Please express the part that opens with the line containing "Neural radiology workstation: highlight the dark metal" and closes with the line containing "[89,189,150,231]" as a JSON list of strings, one string per line and both end lines included. Leave out any blank lines.

● **TASK MATERIAL**

* * * * *

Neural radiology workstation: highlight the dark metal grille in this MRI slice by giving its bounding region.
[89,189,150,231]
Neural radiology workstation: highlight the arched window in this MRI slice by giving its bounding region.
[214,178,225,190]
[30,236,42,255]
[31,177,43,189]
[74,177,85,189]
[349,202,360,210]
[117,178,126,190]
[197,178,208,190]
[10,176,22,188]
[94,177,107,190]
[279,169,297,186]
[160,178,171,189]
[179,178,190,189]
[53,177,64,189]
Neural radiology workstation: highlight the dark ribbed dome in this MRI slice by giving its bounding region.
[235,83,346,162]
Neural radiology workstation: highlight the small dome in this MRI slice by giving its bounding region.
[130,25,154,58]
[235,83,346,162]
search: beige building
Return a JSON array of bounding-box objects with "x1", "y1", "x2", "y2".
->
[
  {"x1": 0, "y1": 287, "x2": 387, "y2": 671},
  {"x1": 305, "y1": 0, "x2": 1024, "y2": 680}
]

* * * * *

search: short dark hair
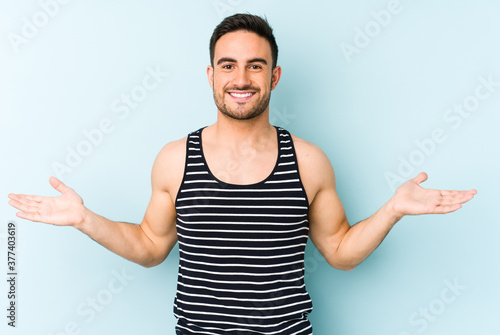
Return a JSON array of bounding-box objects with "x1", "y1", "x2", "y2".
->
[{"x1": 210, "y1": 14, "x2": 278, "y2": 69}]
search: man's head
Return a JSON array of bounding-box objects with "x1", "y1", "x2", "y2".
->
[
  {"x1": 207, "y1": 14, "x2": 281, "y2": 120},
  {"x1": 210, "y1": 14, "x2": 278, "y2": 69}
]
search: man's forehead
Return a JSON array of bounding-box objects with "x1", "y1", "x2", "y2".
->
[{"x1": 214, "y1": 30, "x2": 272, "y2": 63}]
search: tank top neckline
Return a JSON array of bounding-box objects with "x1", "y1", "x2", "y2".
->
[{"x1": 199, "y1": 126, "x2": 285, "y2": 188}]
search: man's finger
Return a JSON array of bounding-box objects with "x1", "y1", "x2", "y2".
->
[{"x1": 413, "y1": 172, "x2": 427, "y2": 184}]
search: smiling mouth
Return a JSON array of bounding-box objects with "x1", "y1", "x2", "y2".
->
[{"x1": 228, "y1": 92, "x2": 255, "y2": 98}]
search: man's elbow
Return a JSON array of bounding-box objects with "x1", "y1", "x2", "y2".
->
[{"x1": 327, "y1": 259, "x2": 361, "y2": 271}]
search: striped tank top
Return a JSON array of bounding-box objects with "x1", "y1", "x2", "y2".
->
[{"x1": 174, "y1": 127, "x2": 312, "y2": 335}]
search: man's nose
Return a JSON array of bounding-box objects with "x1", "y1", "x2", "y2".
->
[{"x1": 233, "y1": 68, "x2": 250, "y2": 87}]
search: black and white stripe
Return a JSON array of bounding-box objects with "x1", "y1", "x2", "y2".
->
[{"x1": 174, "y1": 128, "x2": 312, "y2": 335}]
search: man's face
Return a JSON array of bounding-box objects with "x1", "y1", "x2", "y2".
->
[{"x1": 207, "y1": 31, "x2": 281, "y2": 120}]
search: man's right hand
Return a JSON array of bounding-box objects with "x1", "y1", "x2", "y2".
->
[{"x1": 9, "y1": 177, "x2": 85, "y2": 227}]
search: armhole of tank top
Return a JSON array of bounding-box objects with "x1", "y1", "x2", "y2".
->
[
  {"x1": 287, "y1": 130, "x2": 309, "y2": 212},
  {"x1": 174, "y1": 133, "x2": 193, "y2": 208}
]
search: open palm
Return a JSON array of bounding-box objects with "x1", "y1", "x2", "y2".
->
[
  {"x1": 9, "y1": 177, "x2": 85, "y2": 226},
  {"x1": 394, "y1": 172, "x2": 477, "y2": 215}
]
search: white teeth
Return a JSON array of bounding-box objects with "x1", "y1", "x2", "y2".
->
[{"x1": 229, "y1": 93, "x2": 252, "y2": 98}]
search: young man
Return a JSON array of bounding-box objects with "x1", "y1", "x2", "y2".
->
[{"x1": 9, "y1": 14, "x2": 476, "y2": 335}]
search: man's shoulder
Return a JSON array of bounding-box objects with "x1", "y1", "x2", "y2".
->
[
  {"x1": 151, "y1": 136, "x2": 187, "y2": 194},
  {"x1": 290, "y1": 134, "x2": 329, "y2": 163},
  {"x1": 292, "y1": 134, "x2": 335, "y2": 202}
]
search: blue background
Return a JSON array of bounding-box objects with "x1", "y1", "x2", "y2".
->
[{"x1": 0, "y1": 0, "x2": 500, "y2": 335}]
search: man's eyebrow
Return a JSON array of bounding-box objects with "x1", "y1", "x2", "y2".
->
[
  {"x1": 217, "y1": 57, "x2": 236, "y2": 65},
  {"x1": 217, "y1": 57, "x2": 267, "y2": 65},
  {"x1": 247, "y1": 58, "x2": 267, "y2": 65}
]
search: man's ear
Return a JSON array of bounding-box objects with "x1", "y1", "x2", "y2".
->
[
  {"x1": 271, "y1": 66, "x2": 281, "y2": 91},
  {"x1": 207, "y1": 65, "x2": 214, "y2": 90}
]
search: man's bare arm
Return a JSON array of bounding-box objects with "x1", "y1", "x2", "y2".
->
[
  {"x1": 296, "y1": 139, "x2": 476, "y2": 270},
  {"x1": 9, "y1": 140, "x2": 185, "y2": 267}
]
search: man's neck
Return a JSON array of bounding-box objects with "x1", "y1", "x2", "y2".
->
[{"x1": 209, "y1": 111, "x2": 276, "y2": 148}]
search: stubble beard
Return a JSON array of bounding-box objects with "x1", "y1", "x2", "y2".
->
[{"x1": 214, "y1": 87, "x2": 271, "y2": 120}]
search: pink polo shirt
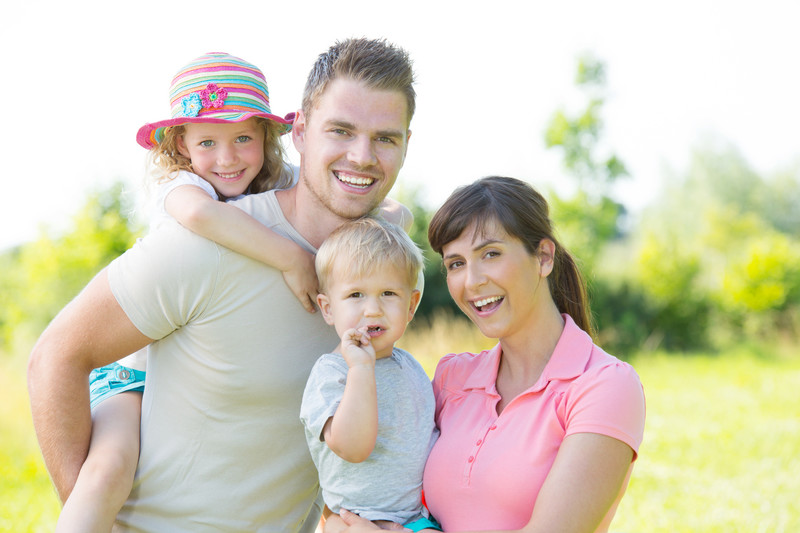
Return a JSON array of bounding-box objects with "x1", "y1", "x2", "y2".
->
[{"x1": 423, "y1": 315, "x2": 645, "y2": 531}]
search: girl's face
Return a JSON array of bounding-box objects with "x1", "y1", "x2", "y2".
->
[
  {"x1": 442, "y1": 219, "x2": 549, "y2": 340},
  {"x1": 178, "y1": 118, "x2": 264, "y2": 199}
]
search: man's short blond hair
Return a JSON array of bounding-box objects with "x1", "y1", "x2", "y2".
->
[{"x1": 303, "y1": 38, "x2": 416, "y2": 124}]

* * * * *

● **SOLUTION FOR THIS TASK**
[
  "Neural radiology workstation: highlight the dark metal grille in this MRI slice by giving its bounding region.",
  "[89,189,150,231]"
]